>> BEGIN

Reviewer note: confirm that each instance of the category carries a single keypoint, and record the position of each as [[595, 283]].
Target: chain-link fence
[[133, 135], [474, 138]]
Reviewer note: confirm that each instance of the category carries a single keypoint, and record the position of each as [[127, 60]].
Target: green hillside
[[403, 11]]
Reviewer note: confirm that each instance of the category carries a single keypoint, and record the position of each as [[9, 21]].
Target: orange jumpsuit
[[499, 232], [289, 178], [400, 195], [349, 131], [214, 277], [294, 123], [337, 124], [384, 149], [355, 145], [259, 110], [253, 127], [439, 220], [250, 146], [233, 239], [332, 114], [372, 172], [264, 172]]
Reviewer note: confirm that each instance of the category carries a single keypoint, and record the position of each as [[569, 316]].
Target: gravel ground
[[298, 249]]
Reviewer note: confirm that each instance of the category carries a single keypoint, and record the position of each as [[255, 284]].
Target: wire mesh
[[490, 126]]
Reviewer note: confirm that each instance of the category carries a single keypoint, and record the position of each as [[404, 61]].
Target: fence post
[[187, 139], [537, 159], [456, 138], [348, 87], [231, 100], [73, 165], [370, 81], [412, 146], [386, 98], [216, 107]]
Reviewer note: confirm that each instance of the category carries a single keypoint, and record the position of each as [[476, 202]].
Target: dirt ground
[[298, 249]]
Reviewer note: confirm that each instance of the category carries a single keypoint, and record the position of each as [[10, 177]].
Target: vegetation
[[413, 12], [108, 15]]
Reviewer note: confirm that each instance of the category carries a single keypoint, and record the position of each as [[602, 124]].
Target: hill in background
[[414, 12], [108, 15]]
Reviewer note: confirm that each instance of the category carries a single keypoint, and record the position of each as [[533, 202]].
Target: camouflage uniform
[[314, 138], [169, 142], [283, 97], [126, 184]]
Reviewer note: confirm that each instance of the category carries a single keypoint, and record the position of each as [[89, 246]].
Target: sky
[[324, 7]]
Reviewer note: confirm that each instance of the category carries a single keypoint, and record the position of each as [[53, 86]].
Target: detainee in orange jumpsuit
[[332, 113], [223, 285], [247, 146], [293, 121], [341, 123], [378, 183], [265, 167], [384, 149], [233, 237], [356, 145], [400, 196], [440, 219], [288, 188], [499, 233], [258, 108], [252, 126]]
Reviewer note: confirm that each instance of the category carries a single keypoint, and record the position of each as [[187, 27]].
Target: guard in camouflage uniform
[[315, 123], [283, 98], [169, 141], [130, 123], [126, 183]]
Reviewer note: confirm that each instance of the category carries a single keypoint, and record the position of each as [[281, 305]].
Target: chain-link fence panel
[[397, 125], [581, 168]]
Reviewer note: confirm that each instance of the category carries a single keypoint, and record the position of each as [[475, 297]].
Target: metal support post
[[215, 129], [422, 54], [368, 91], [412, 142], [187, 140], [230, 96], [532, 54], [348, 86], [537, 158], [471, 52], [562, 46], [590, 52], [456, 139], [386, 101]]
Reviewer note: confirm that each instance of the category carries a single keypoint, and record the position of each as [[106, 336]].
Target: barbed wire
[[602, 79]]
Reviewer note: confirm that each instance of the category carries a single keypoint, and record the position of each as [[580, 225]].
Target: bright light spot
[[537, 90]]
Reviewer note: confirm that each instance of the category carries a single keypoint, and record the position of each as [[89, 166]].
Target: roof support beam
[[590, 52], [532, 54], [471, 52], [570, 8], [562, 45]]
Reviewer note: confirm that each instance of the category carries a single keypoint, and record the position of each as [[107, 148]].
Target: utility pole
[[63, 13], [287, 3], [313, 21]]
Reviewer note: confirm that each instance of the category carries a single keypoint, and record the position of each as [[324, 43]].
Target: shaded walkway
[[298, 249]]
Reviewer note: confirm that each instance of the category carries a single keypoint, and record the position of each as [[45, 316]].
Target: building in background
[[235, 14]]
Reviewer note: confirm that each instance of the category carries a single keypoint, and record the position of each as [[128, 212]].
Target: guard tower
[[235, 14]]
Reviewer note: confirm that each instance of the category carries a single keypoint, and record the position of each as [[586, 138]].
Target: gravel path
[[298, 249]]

>> END

**WHAT YOU WILL DO**:
Convert every line of the rows above into a JSON list of strings, one string per line, leaving out any blank lines.

**RESULT BELOW**:
[
  "Reviewer note: confirm that each instance of the category carries a single keypoint, and record the position of each as [[595, 283]].",
  "Target: chain-link fence",
  "[[133, 135], [474, 138]]",
  "Reviewer note: confirm that each instance of the category carries a single keypoint, and record the position of each as [[127, 60]].",
  "Target: green hillside",
  "[[403, 11]]",
  "Reviewer note: confirm that each instance of the category carries a single keypoint, and record the position of each as [[9, 21]].",
  "Target: orange jumpsuit",
  "[[499, 232], [289, 178], [400, 195], [349, 131], [214, 277], [294, 123], [337, 124], [384, 149], [355, 145], [259, 110], [253, 127], [439, 220], [250, 146], [233, 239], [332, 114], [372, 172], [264, 172]]",
  "Reviewer note: confirm that each instance of the category carries a single keypoint, and record the position of each as [[569, 316]].",
  "Target: gravel ground",
  "[[298, 249]]",
  "Reviewer note: confirm that each instance of the category carries a single keypoint, and record the position of each as [[255, 284]].",
  "Target: wire mesh",
  "[[490, 126]]",
  "Reviewer note: confirm that each instance of the category carries a single keypoint, and record the position of each as [[404, 61]].",
  "Target: fence post",
  "[[187, 139], [537, 159], [456, 138], [348, 87], [231, 100], [73, 165], [370, 81], [412, 146], [386, 98], [216, 107]]",
  "Reviewer note: confirm that each instance of the category carries a single keypoint, and record the position of each as [[476, 202]].",
  "Target: dirt ground",
  "[[298, 249]]",
  "Reviewer note: confirm that each instance of the category carries a single keypoint, and record the position of each as [[10, 177]].",
  "Target: vegetation",
  "[[413, 12], [108, 15]]",
  "Reviewer note: confirm that each instance of the category carries a single keypoint, and record the position of each as [[602, 124]].",
  "Target: hill in background",
  "[[414, 12], [108, 15]]",
  "Reviewer note: confirm that each instance of the category carries a single keypoint, and record the position of each as [[533, 202]].",
  "Target: camouflage uniform",
  "[[314, 138], [169, 142], [283, 97], [126, 184]]",
  "Reviewer note: confirm that each instance of the category carries a single keypoint, and record the position of each as [[89, 246]].",
  "Target: sky",
  "[[324, 7]]",
  "Reviewer note: confirm that each instance of the category carries a single keypoint, and record the position of each as [[53, 86]].",
  "Target: detainee in orange jumpsuit",
  "[[332, 113], [223, 285], [247, 146], [293, 121], [341, 123], [378, 183], [265, 167], [384, 149], [233, 237], [356, 145], [400, 196], [440, 219], [288, 188], [499, 233], [258, 108], [252, 126]]",
  "Reviewer note: confirm that each instance of the category carries a single keypoint, and record the position of each as [[187, 27]].",
  "Target: guard in camouflage uniform",
  "[[315, 123], [283, 98], [169, 141], [130, 123], [126, 183]]",
  "Reviewer note: confirm that each instance of the category carries a single keypoint, and record the position of each as [[281, 305]].",
  "Target: chain-link fence panel",
  "[[397, 125], [581, 168]]",
  "Reviewer note: confirm that each instance of the category carries a single keypoint, and record the position of each as [[475, 297]].",
  "Target: metal support post",
  "[[215, 129], [422, 54], [368, 91], [412, 142], [187, 140], [230, 96], [532, 54], [348, 86], [537, 158], [471, 52], [562, 46], [590, 52], [456, 139], [386, 101]]",
  "Reviewer note: confirm that each instance of the category carries a single keypoint, and record the position of each as [[106, 336]].",
  "Target: barbed wire",
  "[[602, 79]]",
  "Reviewer note: confirm that each instance of the category carries a single keypoint, and record the position of each as [[580, 225]].",
  "Target: bright light spot",
  "[[537, 90]]",
  "Reviewer note: confirm that each instance of the category carries a single keypoint, and record the position of each as [[89, 166]].",
  "Target: roof support beam",
  "[[590, 52], [532, 54], [471, 52], [570, 8], [562, 45]]",
  "Reviewer note: confirm that each instance of the category carries a single keypoint, and record the position of each as [[107, 148]].",
  "Target: utility pole",
  "[[63, 13], [287, 3], [313, 21]]",
  "Reviewer note: confirm that each instance of the category carries a single keypoint, and record the position of each as [[324, 43]].",
  "Target: shaded walkway",
  "[[298, 249]]",
  "Reviewer note: confirm that each instance of the category carries a single keypoint, and record the position of each as [[45, 316]].",
  "Target: building in background",
  "[[235, 14]]",
  "Reviewer note: confirm that each instance of the category carries a single keypoint, and record the position of each as [[128, 212]].",
  "Target: guard tower",
  "[[235, 14]]",
  "Reviewer note: confirm that each instance of the category carries a single keypoint, and record the position of each as [[586, 138]].",
  "Target: gravel path",
  "[[298, 249]]"
]